# Wybrany fragment
§

II Festiwal KOLEJ W MINIATURZE,18-19.III. SOSNOWIEC 2017

Prawdziwa kolej

Atrakcją miejsca – Technikum nr 4 Transportowego w Sosnowcu, gdzie Festiwal się odbywa, są eksponaty
i charakterystyczne dla kolei akcesoria stanowiące dydaktyczne wyposażenie szkoły. Na szkolnym podwórzu dumnie stoi najcięższy polski parowóz Ty51-133, w salach dydaktycznych znajduje się przykładowe wyposażenie nastawni, urządzenia sterowania ruchem kolejowym – semafory, tarcze i wskaźniki, jest nawet potężny odbierak prądu zwany pantografem. Największą atrakcją dla amatorów realnej kolei była i jest możliwość poprowadzenia prawdziwej lokomotywy. Stanowisko symulatora, w tym roku przygotowane przez kolegów z oświęcimskiego klubu „Piętrusek”, było oblegane na okrągło, w każdy dzień od pierwszych do ostatnich godzin trwania Festiwalu. Po bardzo cierpliwym wystaniu w długiej kolejce, można było zasiąść przed pulpitem wyjętym z prawdziwej lokomotywy ET41 i pod okiem instruktora wciskając przyciski, przełączniki, ruszając nastawnikiem zobaczyć na ekranie, jak lokomotywa reaguje, nabiera prędkości i przemierza trasę. Frajda przeogromna, na którą cierpliwie w kolejce stali amatorzy w każdym wieku, dzieci, młodzież, dorośli i dziadkowie.

§

Proszę przetłumaczyć na język angielski następujące zdanie z tekstu o festiwalu w Sosnowcu: „Największą atrakcją dla amatorów realnej kolei była i jest możliwość poprowadzenia prawdziwej lokomotywy.”

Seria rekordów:
§

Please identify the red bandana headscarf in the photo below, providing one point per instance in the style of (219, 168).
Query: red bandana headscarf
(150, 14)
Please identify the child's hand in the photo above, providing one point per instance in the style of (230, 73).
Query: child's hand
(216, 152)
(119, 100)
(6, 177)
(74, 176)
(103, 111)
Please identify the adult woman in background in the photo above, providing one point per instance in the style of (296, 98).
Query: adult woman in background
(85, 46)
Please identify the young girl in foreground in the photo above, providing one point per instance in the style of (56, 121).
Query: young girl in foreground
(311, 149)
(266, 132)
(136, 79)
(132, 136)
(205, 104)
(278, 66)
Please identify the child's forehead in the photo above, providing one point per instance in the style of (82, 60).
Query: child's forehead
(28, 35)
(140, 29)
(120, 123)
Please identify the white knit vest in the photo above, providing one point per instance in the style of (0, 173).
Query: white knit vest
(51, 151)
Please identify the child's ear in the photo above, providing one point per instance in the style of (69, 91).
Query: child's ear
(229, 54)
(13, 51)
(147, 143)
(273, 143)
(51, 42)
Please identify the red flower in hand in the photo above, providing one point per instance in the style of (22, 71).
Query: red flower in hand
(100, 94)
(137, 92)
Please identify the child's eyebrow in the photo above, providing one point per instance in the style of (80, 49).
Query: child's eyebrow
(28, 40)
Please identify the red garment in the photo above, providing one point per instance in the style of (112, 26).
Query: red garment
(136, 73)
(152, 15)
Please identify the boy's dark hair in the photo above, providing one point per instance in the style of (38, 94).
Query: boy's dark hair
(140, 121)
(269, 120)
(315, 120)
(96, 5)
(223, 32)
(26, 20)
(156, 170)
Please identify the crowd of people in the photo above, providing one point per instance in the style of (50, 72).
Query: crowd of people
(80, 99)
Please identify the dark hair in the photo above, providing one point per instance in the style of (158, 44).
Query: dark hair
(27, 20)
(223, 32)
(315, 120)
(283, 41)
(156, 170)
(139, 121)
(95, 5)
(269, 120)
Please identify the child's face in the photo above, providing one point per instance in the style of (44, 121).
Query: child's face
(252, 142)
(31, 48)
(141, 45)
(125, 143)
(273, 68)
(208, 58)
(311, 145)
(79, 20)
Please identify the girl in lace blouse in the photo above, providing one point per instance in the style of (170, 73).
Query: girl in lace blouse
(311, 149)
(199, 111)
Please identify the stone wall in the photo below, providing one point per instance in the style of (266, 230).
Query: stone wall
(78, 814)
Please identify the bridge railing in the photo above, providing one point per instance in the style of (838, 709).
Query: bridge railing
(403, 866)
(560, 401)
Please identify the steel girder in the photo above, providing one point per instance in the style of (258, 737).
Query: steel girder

§

# Pełne rozwiązanie
The greatest attraction for enthusiasts of the real railway was, and still is, the chance to drive a real locomotive.